> _TEXT_:
---

Irish politicians have spent the last few years telling anyone who cares to listen that ‘Ireland is not Greece,' but in some respects the country appears only too keen to imitate its fellow PIG. As soon as the news about 'Maria' made international headlines, concerned citizens were on the look-out for blonde-haired children living with Roma families; two children who matched the profile were taken into care by police in Dublin and Athlone before you could say ‘witch-hunt’.

When both children were returned to the people who were indeed their biological parents, the justice minister, Alan Shatter, insisted that the Gardaí had acted ‘in good faith’. In one case, the basis for their intervention seems to have been a tip-off from a TV3 reporter, Paul Connolly, which was itself based on a transparently racist Facebook message that spoke of ‘Romas robing [sic] them to get child benefit in Europe’ and offered no evidence of anything untoward other than physical appearance. (Connolly has form when it comes to the Irish Roma community: his 2011 documentary Ireland’s Bogus Beggars was described in the Irish Independent as ‘an embarrassing shambles, which shames TV3’.) Before the truth was revealed, TV3 ran a report boasting of its role in the affair, and referring to the child's parents as ‘the people I suppose she understood to be her family’.

Displaying remarkable grace and dignity under the circumstances, the people she understood to be her family brought cups of tea and slices of cake to the journalists camped outside their home in west Dublin, waiting for the results of a DNA test. Britain’s Daily Star carried the media frenzy to its logical conclusion by suggesting that the girl might, in fact, prove to be Madeleine McCann (having already floated the same theory about ‘Maria’ on the other side of the continent).

---

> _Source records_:
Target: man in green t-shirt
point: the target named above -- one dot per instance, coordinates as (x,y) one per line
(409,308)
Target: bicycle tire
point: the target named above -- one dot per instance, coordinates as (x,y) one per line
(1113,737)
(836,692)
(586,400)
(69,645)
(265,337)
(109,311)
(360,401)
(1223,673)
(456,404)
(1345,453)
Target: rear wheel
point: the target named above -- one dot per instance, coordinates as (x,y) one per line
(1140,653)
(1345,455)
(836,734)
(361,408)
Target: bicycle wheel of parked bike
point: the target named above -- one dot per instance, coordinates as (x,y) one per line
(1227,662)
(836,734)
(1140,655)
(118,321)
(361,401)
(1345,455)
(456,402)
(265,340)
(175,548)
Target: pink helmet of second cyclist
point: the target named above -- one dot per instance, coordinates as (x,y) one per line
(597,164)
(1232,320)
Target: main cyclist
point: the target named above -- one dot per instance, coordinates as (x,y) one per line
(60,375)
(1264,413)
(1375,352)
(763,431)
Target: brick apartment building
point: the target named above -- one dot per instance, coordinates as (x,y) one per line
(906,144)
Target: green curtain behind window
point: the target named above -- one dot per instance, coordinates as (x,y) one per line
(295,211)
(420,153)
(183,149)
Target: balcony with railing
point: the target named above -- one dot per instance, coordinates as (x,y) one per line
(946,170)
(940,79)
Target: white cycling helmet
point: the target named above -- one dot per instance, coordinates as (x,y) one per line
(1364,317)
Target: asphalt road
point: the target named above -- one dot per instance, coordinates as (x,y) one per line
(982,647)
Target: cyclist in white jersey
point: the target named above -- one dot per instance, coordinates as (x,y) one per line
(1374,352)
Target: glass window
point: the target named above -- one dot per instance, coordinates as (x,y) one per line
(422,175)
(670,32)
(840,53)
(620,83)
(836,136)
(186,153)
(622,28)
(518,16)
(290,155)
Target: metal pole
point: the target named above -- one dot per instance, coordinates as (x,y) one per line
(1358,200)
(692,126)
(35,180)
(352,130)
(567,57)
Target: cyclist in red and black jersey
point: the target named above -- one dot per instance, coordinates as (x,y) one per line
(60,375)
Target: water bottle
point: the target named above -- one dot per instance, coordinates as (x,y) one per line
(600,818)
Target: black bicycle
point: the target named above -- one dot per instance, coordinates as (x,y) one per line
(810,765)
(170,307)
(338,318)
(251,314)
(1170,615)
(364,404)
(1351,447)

---

> _TASK 1_:
Retype the passage of the article on the Roma children in Ireland that opens with the words containing "Displaying remarkable grace" and closes with "of the continent).".
> _TASK 2_:
Continue the article on the Roma children in Ireland from the point where it stops.

> _EXPECTED ANSWER 1_:
Displaying remarkable grace and dignity under the circumstances, the people she understood to be her family brought cups of tea and slices of cake to the journalists camped outside their home in west Dublin, waiting for the results of a DNA test. Britain’s Daily Star carried the media frenzy to its logical conclusion by suggesting that the girl might, in fact, prove to be Madeleine McCann (having already floated the same theory about ‘Maria’ on the other side of the continent).

> _EXPECTED ANSWER 2_:
Disappointed to learn that neither child had been the victim of kidnapping, the ‘I’m not racist, but...’ fraternity changed tack: social media have been well-stocked over the last few days with people insisting that the Gardaí would have acted in exactly the same way if they had received a call about a white Irish family whose child did not have the same colour hair as her parents (Shatter set the tone for this line of argument by suggesting that the police were ‘damned if they do and damned if they don’t’).

The Gardaí and the Health Services Executive are now investigating their own behaviour; a more illuminating report may come from Emily Logan, the children’s ombudsman, who has promised not to ‘rubber-stamp’ the internal inquiries. Government ministers have solemnly urged everyone not to jump to conclusions.

There has been little evidence of soul-searching on the part of the media, and it surely won’t be long before another courageous truthteller sharpens his pen to inform us about neighbourhoods that are ‘plagued’ by ‘Roma gypsies’. Irish journalism has long been dependent on ‘political correctness gone mad’ clichés imported from across the water, and can hardly be expected to do without them in these times of fiscal retrenchment.